*** Article ***

Oh yes one other thing (lol) 
You're pla prices are currently among the highest in the uk. Drop them :-) 
At the moment if I'm looking for good filament not just cheap. 3dfilaprint offer me reprappertech ltd for £18 a kg. 
The cheapest I've found on your site is £22.80 for the same amount. 

That's a significant difference. And unless there was some really obscure filament type I was looking for I'd go with the reprapper tech pla as that is very nice stuff indeed. 

So there are more things to consider than just amount of filament - you need to be competitive price wise as well. At the moment you're one of the most expensive for basic filament. 
That said I might by a 250gm roll of something I didn't need a lot of. 
There are a lot of parameters you need to take into account :-)

----------


## iDig3Dprinting

> Oh yes one other thing (lol) 
> You're pla prices are currently among the highest in the uk. Drop them :-)

*** Material provided ***

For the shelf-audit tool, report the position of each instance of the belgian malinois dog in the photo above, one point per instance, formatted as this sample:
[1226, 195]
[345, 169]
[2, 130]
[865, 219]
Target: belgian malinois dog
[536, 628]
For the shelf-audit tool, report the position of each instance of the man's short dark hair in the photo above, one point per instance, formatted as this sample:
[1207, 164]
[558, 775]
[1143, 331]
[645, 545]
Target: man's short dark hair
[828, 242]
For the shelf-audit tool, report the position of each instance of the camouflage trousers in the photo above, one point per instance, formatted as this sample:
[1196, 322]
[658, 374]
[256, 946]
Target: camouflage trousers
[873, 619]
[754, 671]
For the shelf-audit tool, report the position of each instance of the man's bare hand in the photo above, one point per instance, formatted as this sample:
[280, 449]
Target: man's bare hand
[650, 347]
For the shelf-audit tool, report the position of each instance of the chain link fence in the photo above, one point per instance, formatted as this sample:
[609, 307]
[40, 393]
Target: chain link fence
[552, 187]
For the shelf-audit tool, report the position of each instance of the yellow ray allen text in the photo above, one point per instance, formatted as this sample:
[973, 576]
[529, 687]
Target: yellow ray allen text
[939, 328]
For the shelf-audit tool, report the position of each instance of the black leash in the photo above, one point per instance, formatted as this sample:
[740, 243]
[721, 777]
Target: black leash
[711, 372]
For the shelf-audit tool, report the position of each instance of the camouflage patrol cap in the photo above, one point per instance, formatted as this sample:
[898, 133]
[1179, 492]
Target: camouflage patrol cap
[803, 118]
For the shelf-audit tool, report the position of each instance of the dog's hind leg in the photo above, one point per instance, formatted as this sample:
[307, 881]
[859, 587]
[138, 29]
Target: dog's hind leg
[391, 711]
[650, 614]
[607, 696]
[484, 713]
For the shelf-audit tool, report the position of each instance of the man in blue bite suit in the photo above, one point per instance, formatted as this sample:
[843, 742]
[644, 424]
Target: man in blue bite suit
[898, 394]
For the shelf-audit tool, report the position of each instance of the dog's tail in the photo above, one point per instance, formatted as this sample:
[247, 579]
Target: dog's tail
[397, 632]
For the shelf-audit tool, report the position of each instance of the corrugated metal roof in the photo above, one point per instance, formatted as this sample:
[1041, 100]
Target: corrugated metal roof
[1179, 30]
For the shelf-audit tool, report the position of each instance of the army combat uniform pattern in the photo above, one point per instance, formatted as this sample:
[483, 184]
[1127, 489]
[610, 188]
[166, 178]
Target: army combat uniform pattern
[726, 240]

***
*** Material provided ***

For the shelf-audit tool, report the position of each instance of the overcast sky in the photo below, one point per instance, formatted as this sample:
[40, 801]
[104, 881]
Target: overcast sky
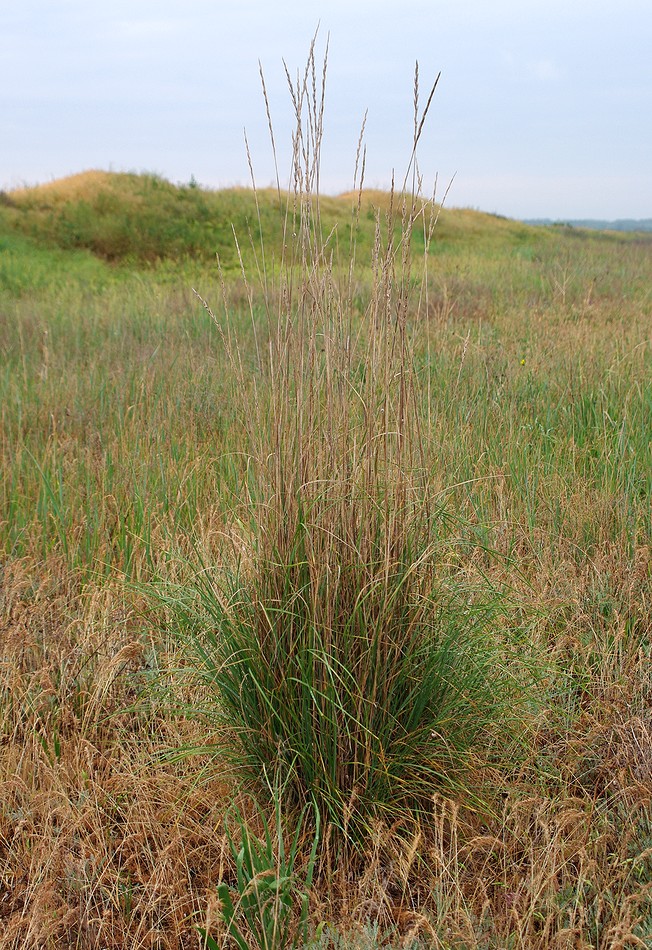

***

**Task statement:**
Do these statements agree with the forum post on filament prices? Answer yes or no for each and quote the words of the post that decide it.
1. The poster says 3dfilaprint offers reprappertech filament at £18 a kg.
2. The cheapest filament the poster found on the site being addressed costs £20 for a kg.
3. The poster rules out buying a 250gm roll.

**Solution:**
1. Yes: "3dfilaprint offer me reprappertech ltd for £18 a kg."
2. No: "The cheapest I've found on your site is £22.80 for the same amount."
3. No: "That said I might by a 250gm roll of something I didn't need a lot of."